**What you have to do:**
Exclude the pictures and repeat all of the data exactly.

(Natural-language object grounding data)
● ● ● ● ● ● ●

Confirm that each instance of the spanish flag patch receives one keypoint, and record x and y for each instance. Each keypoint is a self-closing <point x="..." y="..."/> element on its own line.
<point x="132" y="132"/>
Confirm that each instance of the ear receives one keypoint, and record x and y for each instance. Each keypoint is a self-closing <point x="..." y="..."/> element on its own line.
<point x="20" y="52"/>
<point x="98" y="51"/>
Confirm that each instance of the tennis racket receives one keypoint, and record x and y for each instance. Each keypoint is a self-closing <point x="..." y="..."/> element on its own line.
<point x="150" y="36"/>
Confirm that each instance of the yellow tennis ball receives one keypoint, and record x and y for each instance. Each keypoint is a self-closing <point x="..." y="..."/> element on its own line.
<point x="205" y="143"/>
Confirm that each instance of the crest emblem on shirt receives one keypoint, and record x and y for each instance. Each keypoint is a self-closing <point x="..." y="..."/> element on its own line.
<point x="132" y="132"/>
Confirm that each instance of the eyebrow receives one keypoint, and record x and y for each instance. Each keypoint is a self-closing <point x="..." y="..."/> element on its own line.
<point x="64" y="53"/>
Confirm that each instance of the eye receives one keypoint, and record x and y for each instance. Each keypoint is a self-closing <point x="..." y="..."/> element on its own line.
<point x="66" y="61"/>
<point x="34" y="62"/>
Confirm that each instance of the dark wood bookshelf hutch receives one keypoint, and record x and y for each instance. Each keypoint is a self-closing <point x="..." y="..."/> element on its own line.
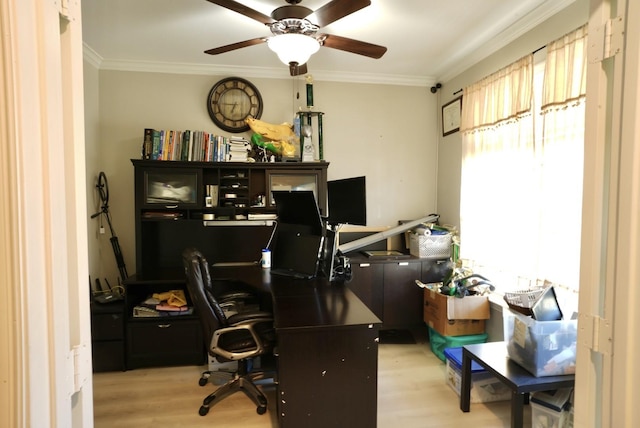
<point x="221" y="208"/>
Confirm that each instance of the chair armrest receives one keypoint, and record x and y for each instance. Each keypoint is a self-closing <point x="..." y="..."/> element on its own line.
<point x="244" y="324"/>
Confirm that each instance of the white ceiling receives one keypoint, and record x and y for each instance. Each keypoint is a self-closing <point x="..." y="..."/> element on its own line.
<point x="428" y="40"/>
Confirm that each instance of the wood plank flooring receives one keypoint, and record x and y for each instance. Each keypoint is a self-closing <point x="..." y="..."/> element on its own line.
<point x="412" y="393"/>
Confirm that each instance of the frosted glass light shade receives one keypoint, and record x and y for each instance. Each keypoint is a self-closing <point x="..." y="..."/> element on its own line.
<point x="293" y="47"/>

● ● ● ● ● ● ●

**Response box:**
Confirm that each instance of the spanish flag patch receives one keypoint, and record x and y for each instance. Each keypoint is a self-closing <point x="..." y="..."/> element on its own line.
<point x="132" y="132"/>
Confirm that each instance of the ear receives one keypoint, and record x and y for each instance. Each keypoint is a self-closing <point x="..." y="..."/> element on its own line.
<point x="20" y="52"/>
<point x="98" y="51"/>
Confirm that each instance of the tennis racket receives one keypoint, and record x and y for each instance. Each keypoint is a self-closing <point x="..." y="..."/> element on its own line.
<point x="150" y="36"/>
Confirm that each instance of the yellow tennis ball receives one keypoint, and record x and y for each instance. Each keypoint is a self-closing <point x="..." y="..."/> element on its own line.
<point x="205" y="143"/>
Confirm that each instance of the crest emblem on shirt receives one keypoint, and record x and y for each instance. Each keypoint is a self-closing <point x="..." y="..."/> element on its own line.
<point x="132" y="132"/>
Confirm that each instance of the eyebrow receives one keypoint, and record x and y for each instance. Each keypoint is a self-closing <point x="..." y="..."/> element on its own line.
<point x="64" y="53"/>
Confirm that each instance of the eye receives one keypoint, and record x and y for each instance. Each keypoint is a self-closing <point x="..." y="..."/> element on its own line.
<point x="66" y="61"/>
<point x="34" y="62"/>
Confirm that each instance of the dark wood bookshelf hutch receives one keypoint, and record x and y for each instance. Each keypoint is a self-closing <point x="..." y="..."/> element on its own line.
<point x="221" y="208"/>
Confirm that each instance of the chair armrest receives one keypoint, and record x and y for each instance. Each keypoint is a self-closing <point x="..." y="..."/> element on its own line.
<point x="244" y="324"/>
Confirm that each instance of the white ceiling receives one keypoint, and record x and y for each instance. Each keypoint is a self-closing <point x="..." y="..."/> element on its own line.
<point x="428" y="40"/>
Confirm that each instance of the wood plank flooring receives one keypoint, and record x and y for each instance. Each keypoint is a self-closing <point x="..." y="..."/> element on its own line.
<point x="412" y="393"/>
Confirm that each instance of the frosted glass light shade receives one keypoint, and record x and y for each instance. Each keypoint is a self-closing <point x="..." y="..."/> element on its own line.
<point x="293" y="47"/>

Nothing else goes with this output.